━━━━━ EXERCISE INPUT

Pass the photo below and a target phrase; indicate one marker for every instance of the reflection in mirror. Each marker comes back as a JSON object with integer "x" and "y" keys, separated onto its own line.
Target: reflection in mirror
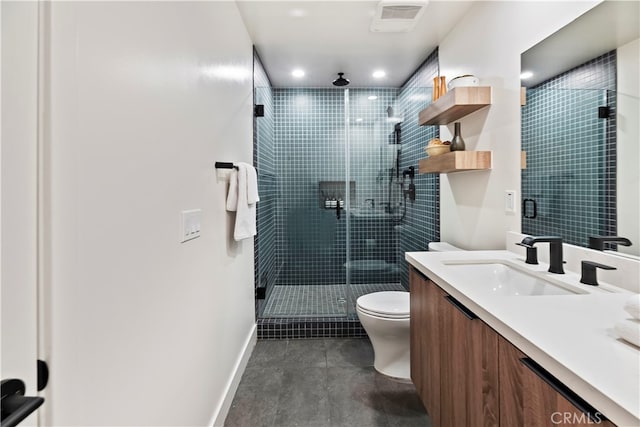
{"x": 580, "y": 129}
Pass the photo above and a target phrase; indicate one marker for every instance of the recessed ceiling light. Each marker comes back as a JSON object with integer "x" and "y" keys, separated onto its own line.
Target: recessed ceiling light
{"x": 298, "y": 13}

━━━━━━━━━━

Each line, beginning at the one that contains "Pass the photo above" and continuing through the end of the records, must be written out exactly, first and last included.

= SOLUTION FOR THIS PROBLEM =
Pass the photo above and a target phrase; indicate one marker for every instance of the recessed ceiling light. Each marker comes back as a JSON object with integer "x" and "y" keys, separated onto its own line.
Target: recessed ceiling light
{"x": 298, "y": 13}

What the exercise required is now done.